Written problem -> Write out every line of the listing below as a JSON array of strings, one string per line, and omit any blank lines.

-- Source records start --

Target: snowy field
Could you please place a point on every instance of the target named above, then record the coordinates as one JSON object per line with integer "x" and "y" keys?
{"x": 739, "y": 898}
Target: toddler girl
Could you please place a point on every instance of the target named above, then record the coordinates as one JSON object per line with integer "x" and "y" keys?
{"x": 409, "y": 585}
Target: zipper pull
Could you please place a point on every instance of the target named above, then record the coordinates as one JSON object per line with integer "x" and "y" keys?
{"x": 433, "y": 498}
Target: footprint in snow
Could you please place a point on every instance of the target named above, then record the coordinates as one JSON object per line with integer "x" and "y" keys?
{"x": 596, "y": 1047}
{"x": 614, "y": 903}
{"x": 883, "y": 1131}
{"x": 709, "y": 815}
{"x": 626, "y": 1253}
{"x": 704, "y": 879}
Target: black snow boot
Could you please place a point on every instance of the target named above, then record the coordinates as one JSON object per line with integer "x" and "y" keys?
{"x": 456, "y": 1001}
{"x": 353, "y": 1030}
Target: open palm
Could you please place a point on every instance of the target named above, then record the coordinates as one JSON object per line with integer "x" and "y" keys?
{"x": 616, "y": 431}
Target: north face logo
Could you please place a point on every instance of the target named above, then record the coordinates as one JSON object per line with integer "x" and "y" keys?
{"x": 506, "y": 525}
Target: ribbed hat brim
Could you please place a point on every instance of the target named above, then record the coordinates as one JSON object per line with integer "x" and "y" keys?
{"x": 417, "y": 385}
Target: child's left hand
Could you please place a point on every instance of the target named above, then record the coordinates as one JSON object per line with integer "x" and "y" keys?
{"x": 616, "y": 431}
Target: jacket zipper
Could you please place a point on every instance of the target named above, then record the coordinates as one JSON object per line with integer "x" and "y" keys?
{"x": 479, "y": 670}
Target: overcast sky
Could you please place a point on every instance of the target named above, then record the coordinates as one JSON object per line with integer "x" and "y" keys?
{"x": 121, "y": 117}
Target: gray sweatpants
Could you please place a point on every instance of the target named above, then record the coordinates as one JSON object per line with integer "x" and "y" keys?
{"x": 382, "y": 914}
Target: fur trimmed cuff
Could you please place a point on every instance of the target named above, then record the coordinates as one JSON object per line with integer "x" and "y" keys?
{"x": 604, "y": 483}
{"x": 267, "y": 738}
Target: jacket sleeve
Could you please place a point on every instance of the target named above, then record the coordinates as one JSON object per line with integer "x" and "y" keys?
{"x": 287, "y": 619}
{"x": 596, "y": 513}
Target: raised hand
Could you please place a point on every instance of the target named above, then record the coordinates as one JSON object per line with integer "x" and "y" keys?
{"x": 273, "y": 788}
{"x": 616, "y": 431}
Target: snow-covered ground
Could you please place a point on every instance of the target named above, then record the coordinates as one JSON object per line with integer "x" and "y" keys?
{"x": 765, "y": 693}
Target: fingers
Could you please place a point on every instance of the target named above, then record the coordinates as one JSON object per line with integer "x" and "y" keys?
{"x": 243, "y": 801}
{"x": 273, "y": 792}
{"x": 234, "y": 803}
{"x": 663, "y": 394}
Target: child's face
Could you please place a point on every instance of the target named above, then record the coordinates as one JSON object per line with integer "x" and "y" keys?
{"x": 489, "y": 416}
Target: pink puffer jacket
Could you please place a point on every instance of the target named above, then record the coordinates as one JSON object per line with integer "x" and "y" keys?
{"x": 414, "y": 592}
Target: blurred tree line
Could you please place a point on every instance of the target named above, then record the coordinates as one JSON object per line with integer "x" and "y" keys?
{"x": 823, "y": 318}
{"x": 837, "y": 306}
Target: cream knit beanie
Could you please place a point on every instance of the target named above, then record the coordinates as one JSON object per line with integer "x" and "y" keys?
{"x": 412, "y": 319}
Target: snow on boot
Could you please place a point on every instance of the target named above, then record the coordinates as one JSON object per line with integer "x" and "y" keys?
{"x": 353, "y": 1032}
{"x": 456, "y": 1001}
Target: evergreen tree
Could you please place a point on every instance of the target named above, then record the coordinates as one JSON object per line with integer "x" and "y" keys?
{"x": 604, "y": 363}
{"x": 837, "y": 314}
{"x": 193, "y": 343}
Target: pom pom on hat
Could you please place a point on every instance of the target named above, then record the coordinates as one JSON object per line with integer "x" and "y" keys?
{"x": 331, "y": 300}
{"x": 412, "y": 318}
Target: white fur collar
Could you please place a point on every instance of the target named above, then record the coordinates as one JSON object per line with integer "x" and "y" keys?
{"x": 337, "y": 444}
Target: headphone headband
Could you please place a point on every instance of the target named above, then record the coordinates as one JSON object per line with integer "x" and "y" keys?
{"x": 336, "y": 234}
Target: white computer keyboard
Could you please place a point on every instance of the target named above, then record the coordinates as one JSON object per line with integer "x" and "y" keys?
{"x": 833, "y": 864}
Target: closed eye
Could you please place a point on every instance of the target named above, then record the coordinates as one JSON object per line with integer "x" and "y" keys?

-- Source records end --

Solution to this exercise ->
[
  "Target: snowy field",
  "Could you please place a point on every instance of the target named above, then record the coordinates as one JSON object per line with integer \"x\" and \"y\" keys?",
  "{\"x\": 739, \"y\": 898}",
  "Target: toddler girl",
  "Could you please place a point on every instance of the target named above, then record the coordinates as one JSON object per line with integer \"x\" and \"y\" keys?",
  "{\"x\": 409, \"y\": 585}",
  "Target: zipper pull",
  "Could you please place a point on every instance of the target named above, then record the coordinates as one JSON object per line with integer \"x\" and \"y\" keys?",
  "{\"x\": 433, \"y\": 498}",
  "Target: footprint in snow",
  "Could you please place a point on every instance of the target named above, then record the coordinates as one JSON object per line with integer \"x\" and \"y\" keys?",
  "{\"x\": 596, \"y\": 1047}",
  "{\"x\": 614, \"y\": 903}",
  "{\"x\": 883, \"y\": 1131}",
  "{\"x\": 709, \"y\": 815}",
  "{\"x\": 626, \"y\": 1253}",
  "{\"x\": 704, \"y\": 879}",
  "Target: black snow boot",
  "Could you please place a point on every instance of the target named above, then record the coordinates as one JSON object per line with integer \"x\" and \"y\" keys?",
  "{\"x\": 456, \"y\": 1001}",
  "{\"x\": 353, \"y\": 1030}",
  "Target: open palm",
  "Could you please place a point on every instance of the target named above, then record the coordinates as one JSON object per line with integer \"x\" and \"y\" keys?",
  "{\"x\": 616, \"y\": 431}",
  "Target: north face logo",
  "Could you please place a point on every instance of the target named above, then record the coordinates as one JSON object per line with integer \"x\" and \"y\" keys?",
  "{\"x\": 506, \"y\": 525}",
  "Target: ribbed hat brim",
  "Could you please place a point on every instance of the target named above, then record the coordinates as one JSON object per line with integer \"x\" and \"y\" keys?",
  "{\"x\": 417, \"y\": 385}",
  "Target: child's left hand",
  "Could you please place a point on every instance of the target named above, then record the coordinates as one JSON object per line with integer \"x\" and \"y\" keys?",
  "{\"x\": 616, \"y\": 431}",
  "Target: jacket zipper",
  "Could you please place a point on every instance of the target named above, then record the coordinates as one JSON object per line with integer \"x\" and \"y\" keys?",
  "{\"x\": 479, \"y\": 670}",
  "Target: overcast sky",
  "Could you please place a point on every instance of the target named above, then record the coordinates as one JSON object per line with integer \"x\" and \"y\" keys?",
  "{\"x\": 121, \"y\": 117}",
  "Target: gray sweatpants",
  "Could you please place a point on every instance of the target named above, then record the coordinates as one JSON object per line with integer \"x\" and \"y\" keys?",
  "{\"x\": 382, \"y\": 914}",
  "Target: fur trimmed cuff",
  "Could you please place a point on every instance of the target named above, then record the coordinates as one JSON object per line with integer \"x\" and \"y\" keys?",
  "{\"x\": 604, \"y\": 483}",
  "{\"x\": 267, \"y\": 738}",
  "Target: jacket sleeve",
  "Could you please place a point on every instance of the target named above, then record the coordinates as one JSON object per line with integer \"x\" and \"y\" keys?",
  "{\"x\": 287, \"y\": 619}",
  "{\"x\": 596, \"y\": 513}",
  "Target: raised hand",
  "Could you please place a point on every instance of the target named above, then record the coordinates as one JSON object per line with integer \"x\" and \"y\" keys?",
  "{\"x\": 273, \"y\": 788}",
  "{\"x\": 616, \"y\": 431}",
  "Target: snow-covered ground",
  "Could you please place a point on every instance of the target named above, then record the coordinates as one JSON object per line with integer \"x\" and \"y\" keys?",
  "{\"x\": 765, \"y\": 693}",
  "Target: fingers",
  "Could you please place a point on every instance of the target named above, then record the coordinates as one JSON object per line with integer \"x\" and \"y\" keys?",
  "{\"x\": 243, \"y\": 801}",
  "{\"x\": 273, \"y\": 792}",
  "{\"x\": 234, \"y\": 803}",
  "{\"x\": 663, \"y\": 394}",
  "Target: child's face",
  "Could you please place a point on every instance of the target named above, then record the coordinates as one JSON object per line with integer \"x\" and \"y\" keys?",
  "{\"x\": 489, \"y\": 416}",
  "Target: pink puffer jacket",
  "Could you please place a point on every instance of the target named above, then record the coordinates as one JSON object per line with integer \"x\" and \"y\" keys?",
  "{\"x\": 414, \"y\": 592}",
  "Target: blurred tree line",
  "Could you please place a point on every instance of the target named above, then record the coordinates as one JSON object per line with integer \"x\" and \"y\" keys?",
  "{\"x\": 823, \"y\": 318}",
  "{\"x\": 837, \"y\": 306}",
  "Target: cream knit beanie",
  "Could you please place a point on every instance of the target named above, then record the coordinates as one JSON object per line with integer \"x\" and \"y\" keys?",
  "{\"x\": 412, \"y\": 319}",
  "Target: snow on boot",
  "Could you please place a point on every instance of the target named above, then record the coordinates as one JSON object per line with integer \"x\" and \"y\" keys?",
  "{\"x\": 353, \"y\": 1032}",
  "{\"x\": 456, \"y\": 1001}",
  "Target: evergreen tree",
  "Could you please place a point on every instance of the target named above, then record the coordinates as one JSON object per line with integer \"x\" and \"y\" keys?",
  "{\"x\": 604, \"y\": 363}",
  "{\"x\": 837, \"y\": 314}",
  "{\"x\": 193, \"y\": 343}",
  "Target: pom pom on hat",
  "Could you please place a point on every instance of the target named above, then record the coordinates as one JSON object per line with integer \"x\" and \"y\" keys?",
  "{\"x\": 331, \"y\": 300}",
  "{\"x\": 412, \"y\": 318}",
  "Target: white fur collar",
  "Could you please place a point on every instance of the target named above, then record the coordinates as one JSON object per line with integer \"x\" and \"y\" keys?",
  "{\"x\": 337, \"y\": 444}",
  "Target: headphone headband",
  "Could you please place a point on every instance of the target named above, then record the coordinates as one JSON object per line with integer \"x\" and \"y\" keys?",
  "{\"x\": 336, \"y\": 234}",
  "Target: white computer keyboard",
  "Could you please place a point on every instance of the target named above, then record the coordinates as one JSON object per line with integer \"x\" and \"y\" keys?",
  "{\"x\": 833, \"y\": 864}",
  "Target: closed eye",
  "Could you please place a point on every instance of the target named above, then record the coordinates as one JSON object per line with integer \"x\" and \"y\" keys?"
]